Equipe campeã europeia sub-21 em 2009 tinha seis
 jogadores agora campeões do mundo (Getty Images)
       Em condições semelhantes de infraestrutura e até mesmo de filosofia tática, as seleções de base produziram o primeiro grande retorno entre 2008 e 2009, quando a Alemanha dominou os campeonatos europeus, do sub-17 ao sub-21. Nove dos vinte e três jogadores que acabam de conquistar o tetra no Brasil estavam nessas equipes, como Manuel Neuer, Mats Hummels, Mesut Özil e Sami Khedira, o capitão do sub-21.

Já Mario Götze fazia parte da vitoriosa equipe do sub-17. O título europeu em 2009 lhe valeu a promoção à equipe principal do Borussia Dortmund e na temporada seguinte (2010-2011) o meia ajudou o time a sair da crise e a conquistar o bicampeonato da Bundesliga, terminando um jejum de 9 anos - o último título havia sido comandado pelo então técnico Mathias Sammer. Ano passado, ao trocar a equipe aurinegra pelo rival Bayern de Munique, Götze foi chamado de traidor e ganhou o apelido de “Judas”. Mas, neste domingo, Götze certamente fez os torcedores aurinegros explodirem de felicidade novamente, junto a um país que há 18 anos estava sedento por títulos.
O futebol agradece os frutos plantados na década passada por Mayer-Vorfelder (atual presidente honorário) e Sammer (hoje diretor no Bayern de Munique – deixou a federação em 2012) e que são colhidos agora. Cabe a Ulf Schott, atual diretor esportivo da DFB, dar continuidade ao trabalho de excelência na busca por gerações talentosas, que cada vez mais ameaça a hegemonia histórica brasileira.

(Pedido A) Filtre os registros e copie cada linha que contenha a palavra "piece", levando em conta maiúsculas e minúsculas.
O trecho e os registros provêm de fontes diferentes.

[Entradas de um conjunto de anotações por pontos]
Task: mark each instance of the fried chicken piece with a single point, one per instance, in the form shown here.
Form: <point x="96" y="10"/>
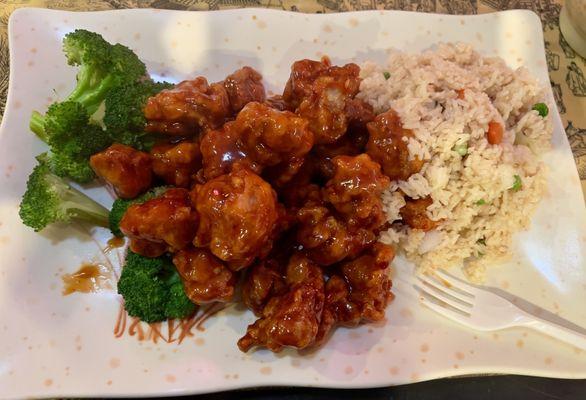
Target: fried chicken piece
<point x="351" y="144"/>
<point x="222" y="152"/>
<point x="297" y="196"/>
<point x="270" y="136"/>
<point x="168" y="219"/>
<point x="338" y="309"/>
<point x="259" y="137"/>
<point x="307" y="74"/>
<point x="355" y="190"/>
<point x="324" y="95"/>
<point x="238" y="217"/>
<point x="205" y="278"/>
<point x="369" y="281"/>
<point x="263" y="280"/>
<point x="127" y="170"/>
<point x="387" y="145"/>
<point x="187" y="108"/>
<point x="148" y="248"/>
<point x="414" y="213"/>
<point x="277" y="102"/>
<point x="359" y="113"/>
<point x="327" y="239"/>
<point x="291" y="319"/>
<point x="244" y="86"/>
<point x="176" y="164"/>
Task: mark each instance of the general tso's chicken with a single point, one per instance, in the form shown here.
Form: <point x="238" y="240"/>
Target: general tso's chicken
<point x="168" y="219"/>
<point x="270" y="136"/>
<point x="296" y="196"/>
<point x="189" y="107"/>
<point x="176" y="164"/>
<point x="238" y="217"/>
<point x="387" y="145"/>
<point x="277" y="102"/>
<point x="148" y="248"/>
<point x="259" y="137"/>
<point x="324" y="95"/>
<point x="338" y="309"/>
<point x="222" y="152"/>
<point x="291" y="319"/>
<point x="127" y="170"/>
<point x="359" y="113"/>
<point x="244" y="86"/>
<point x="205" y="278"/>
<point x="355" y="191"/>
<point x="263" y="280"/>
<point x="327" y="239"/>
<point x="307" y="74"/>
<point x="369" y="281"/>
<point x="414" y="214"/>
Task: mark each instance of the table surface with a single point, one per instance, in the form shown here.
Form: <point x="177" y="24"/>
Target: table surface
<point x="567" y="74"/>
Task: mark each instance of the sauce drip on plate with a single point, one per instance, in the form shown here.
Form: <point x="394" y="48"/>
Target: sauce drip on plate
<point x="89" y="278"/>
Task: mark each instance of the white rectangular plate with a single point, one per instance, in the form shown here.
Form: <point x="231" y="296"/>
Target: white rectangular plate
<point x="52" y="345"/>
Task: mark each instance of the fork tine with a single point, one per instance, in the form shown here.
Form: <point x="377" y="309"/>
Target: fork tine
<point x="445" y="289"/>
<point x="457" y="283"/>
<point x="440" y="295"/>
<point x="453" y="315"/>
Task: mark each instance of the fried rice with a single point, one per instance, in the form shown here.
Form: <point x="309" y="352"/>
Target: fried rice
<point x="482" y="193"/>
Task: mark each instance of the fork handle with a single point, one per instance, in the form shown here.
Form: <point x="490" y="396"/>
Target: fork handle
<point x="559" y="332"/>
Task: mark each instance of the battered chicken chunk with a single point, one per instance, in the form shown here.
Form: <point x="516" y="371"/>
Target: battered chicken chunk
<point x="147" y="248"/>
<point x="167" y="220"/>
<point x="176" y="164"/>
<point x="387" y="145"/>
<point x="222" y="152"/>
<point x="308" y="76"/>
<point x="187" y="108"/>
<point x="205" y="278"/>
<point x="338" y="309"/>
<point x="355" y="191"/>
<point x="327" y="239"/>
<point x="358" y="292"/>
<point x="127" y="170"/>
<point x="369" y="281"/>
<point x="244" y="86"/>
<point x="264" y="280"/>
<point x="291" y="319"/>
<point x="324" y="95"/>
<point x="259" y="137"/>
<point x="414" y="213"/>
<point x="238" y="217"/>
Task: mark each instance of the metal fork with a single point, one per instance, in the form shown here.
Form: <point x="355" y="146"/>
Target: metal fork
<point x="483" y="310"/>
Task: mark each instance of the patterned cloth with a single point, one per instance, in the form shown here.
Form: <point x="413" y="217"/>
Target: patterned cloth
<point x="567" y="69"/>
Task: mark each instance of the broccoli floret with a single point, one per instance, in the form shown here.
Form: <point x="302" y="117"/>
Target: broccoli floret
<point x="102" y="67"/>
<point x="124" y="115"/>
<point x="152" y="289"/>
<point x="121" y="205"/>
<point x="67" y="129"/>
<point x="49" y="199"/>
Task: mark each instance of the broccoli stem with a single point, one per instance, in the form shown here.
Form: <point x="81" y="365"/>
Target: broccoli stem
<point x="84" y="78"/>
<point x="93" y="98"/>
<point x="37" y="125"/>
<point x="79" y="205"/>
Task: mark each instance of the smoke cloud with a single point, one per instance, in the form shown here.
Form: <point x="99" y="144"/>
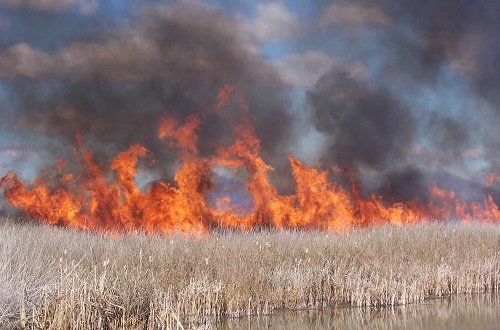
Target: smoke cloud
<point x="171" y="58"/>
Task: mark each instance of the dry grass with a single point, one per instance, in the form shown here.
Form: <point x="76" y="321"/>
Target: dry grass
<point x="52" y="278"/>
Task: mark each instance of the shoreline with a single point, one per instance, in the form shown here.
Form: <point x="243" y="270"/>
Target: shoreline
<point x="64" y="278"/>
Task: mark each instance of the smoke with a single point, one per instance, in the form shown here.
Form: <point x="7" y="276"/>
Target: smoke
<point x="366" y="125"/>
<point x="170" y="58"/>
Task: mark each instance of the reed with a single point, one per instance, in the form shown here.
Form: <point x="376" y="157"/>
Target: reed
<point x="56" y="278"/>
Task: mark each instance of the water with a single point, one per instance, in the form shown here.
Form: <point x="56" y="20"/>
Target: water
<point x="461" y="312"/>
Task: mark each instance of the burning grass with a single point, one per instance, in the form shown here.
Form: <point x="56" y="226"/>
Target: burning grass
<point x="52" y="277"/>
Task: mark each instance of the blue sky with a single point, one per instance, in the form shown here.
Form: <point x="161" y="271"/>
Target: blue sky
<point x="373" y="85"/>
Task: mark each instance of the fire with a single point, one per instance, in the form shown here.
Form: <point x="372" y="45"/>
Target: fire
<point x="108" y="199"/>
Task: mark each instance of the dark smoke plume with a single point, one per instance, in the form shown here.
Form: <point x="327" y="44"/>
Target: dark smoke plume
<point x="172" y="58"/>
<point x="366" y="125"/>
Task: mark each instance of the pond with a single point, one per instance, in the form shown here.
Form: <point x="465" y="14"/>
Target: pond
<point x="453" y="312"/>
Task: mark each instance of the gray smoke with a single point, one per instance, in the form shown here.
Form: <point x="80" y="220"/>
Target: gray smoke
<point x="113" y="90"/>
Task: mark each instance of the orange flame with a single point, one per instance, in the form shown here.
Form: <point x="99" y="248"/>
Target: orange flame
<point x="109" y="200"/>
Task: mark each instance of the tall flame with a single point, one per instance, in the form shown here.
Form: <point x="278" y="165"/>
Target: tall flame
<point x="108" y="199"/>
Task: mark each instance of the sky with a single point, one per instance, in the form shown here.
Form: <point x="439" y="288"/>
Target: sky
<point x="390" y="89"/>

==

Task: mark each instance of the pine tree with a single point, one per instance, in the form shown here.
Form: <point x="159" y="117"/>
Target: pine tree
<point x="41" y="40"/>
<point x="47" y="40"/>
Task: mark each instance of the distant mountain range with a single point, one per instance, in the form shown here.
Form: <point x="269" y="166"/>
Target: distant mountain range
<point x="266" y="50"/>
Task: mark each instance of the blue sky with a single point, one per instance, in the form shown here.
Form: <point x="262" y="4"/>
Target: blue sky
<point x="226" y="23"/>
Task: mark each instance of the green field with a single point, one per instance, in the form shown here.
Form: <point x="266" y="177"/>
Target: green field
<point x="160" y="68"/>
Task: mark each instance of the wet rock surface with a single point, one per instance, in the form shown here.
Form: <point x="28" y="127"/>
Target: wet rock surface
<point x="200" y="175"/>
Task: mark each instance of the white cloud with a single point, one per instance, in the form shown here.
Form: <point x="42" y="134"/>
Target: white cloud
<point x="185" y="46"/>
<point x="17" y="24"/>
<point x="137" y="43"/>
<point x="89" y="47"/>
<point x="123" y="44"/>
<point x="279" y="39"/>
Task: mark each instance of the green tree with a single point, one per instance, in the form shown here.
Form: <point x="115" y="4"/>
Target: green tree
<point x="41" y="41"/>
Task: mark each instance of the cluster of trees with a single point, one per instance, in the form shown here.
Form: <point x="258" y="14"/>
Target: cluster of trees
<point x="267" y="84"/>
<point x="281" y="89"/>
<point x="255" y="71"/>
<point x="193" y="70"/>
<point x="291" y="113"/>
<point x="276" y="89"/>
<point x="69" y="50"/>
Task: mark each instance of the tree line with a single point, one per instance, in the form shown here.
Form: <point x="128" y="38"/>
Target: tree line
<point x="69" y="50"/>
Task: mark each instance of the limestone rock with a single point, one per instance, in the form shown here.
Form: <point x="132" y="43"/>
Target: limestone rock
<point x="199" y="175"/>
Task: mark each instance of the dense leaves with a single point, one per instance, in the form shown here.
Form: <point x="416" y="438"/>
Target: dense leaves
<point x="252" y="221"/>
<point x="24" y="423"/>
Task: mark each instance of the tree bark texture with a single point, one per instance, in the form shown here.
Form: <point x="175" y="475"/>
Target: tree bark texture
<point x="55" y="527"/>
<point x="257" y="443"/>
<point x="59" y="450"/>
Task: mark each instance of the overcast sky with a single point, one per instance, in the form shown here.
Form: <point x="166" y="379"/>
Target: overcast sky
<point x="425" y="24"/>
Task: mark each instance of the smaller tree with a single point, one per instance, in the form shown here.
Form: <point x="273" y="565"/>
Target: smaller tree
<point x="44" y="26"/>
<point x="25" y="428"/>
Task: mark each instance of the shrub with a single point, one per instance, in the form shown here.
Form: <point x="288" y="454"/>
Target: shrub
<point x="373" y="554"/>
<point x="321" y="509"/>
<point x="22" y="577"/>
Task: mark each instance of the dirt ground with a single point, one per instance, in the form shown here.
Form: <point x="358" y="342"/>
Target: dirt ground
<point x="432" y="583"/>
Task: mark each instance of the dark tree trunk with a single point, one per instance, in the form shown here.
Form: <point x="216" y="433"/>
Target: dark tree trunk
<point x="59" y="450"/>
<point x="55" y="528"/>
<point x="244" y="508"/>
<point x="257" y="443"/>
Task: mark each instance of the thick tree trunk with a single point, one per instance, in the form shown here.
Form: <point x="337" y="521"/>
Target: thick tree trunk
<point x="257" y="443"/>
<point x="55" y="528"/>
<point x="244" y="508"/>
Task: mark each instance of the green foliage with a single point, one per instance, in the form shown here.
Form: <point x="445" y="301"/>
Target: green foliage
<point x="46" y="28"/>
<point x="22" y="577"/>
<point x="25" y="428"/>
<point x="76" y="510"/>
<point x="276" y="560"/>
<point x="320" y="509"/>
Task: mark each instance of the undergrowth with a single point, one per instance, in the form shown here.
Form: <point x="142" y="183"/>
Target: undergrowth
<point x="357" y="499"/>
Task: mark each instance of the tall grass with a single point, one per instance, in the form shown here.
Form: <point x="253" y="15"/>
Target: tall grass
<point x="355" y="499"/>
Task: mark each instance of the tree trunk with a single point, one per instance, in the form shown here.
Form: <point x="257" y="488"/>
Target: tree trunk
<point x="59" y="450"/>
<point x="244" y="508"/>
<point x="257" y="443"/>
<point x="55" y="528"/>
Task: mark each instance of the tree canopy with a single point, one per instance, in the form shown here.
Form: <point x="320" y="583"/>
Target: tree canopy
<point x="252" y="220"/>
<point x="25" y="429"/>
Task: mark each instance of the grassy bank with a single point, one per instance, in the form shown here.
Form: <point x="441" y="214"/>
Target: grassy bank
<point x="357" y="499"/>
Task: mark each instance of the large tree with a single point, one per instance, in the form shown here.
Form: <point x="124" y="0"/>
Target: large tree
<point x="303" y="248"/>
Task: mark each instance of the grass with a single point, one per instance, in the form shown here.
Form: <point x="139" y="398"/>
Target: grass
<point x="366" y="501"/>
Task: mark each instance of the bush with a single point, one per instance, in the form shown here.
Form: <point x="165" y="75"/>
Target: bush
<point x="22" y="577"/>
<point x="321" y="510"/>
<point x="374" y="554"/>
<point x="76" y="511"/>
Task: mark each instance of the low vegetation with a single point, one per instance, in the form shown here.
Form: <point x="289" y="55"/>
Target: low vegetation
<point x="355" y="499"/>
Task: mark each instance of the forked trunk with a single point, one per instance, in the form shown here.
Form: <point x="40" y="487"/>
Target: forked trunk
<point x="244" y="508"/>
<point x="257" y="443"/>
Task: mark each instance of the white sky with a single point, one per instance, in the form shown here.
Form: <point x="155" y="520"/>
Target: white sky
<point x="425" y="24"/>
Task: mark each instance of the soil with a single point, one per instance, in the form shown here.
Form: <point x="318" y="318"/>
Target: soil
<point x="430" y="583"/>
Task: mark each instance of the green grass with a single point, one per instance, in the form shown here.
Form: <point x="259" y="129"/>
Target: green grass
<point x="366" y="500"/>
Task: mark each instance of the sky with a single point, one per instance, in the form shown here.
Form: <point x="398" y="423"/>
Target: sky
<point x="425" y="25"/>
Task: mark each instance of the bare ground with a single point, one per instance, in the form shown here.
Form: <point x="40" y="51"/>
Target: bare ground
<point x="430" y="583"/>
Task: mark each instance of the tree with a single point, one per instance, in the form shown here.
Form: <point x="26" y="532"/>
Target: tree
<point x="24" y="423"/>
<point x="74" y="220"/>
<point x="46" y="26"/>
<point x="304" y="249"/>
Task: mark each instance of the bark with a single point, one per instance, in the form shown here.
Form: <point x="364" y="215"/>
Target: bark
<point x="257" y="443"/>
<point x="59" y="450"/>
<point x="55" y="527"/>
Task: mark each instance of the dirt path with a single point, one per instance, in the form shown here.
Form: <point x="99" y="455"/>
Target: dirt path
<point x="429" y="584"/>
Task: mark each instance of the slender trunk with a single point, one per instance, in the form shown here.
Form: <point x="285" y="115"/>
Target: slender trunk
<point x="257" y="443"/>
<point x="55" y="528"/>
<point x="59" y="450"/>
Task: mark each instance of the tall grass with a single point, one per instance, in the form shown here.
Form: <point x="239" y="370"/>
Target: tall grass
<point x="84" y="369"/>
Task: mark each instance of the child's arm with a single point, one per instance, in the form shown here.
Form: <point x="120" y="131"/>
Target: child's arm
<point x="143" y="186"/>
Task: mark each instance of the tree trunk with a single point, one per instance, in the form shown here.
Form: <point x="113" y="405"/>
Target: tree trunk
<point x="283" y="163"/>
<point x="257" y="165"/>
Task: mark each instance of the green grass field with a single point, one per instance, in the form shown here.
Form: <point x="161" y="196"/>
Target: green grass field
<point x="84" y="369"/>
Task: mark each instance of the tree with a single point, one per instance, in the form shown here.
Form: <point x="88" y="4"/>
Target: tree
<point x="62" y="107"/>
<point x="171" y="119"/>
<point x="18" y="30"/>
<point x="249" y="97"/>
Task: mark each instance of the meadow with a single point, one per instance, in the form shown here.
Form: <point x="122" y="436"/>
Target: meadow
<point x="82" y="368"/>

* * *

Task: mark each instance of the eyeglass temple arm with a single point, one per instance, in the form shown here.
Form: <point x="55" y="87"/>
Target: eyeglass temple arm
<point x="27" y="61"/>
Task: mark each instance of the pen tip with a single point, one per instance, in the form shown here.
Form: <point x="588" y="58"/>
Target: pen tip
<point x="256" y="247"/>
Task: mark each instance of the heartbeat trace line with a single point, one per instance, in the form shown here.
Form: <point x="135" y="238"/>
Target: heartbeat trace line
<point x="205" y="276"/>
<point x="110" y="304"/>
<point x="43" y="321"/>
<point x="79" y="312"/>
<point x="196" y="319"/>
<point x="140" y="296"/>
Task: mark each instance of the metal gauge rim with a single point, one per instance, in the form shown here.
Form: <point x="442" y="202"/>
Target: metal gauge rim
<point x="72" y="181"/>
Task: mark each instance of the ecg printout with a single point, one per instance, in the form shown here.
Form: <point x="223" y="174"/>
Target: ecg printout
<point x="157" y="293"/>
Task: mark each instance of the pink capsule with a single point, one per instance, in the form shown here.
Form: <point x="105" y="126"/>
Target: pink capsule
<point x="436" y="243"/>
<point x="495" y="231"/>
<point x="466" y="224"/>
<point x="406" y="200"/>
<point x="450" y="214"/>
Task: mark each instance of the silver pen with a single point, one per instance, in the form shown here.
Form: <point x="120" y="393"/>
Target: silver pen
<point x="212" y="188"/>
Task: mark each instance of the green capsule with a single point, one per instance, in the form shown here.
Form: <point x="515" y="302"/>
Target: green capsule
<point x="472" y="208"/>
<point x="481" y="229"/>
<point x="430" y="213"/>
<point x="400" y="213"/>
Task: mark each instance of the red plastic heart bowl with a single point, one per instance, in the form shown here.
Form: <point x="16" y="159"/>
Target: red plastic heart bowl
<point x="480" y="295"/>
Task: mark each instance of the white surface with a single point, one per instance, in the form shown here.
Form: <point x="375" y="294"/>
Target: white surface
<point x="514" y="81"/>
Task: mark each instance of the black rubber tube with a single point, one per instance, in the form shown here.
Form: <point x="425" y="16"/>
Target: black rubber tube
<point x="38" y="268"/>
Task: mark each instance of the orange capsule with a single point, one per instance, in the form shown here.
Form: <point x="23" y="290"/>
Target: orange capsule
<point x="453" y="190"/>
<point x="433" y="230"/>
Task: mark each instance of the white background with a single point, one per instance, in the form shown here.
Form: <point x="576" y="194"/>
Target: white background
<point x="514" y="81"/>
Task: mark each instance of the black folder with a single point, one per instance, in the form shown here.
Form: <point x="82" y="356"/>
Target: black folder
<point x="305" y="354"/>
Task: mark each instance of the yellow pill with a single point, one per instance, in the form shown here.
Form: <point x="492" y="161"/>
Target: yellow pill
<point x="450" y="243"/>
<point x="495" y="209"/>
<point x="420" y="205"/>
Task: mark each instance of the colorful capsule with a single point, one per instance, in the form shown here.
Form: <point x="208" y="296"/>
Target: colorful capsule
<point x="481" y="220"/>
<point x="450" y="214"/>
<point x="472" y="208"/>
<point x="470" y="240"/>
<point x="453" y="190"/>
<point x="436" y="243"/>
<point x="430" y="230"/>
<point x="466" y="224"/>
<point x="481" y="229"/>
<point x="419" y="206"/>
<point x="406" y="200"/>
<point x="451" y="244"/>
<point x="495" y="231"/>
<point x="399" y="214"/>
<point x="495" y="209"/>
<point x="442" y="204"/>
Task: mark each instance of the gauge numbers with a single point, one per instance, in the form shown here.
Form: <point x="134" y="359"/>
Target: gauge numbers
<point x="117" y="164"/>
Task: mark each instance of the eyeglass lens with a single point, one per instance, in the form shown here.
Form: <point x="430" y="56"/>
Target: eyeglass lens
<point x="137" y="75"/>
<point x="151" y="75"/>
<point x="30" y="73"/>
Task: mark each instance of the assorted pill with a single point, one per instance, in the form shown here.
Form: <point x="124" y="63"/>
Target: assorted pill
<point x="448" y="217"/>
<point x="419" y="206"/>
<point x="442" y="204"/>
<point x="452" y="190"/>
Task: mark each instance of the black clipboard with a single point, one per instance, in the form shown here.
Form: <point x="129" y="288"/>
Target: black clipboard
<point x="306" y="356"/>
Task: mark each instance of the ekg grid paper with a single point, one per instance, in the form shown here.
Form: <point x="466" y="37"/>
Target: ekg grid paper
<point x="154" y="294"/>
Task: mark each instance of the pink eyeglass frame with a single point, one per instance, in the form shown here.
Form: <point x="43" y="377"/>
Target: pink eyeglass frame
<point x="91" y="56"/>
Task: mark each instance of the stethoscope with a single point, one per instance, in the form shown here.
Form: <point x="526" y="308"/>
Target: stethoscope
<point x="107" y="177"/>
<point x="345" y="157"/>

(Pedido B) No trecho sobre o futebol alemão, quem era o capitão da seleção sub-21?

(Solução do exercício A)
Task: mark each instance of the fried chicken piece with a single point, one per instance, in the form shown here.
Target: fried chicken piece

(Solução do exercício B) O capitão do sub-21 era Sami Khedira.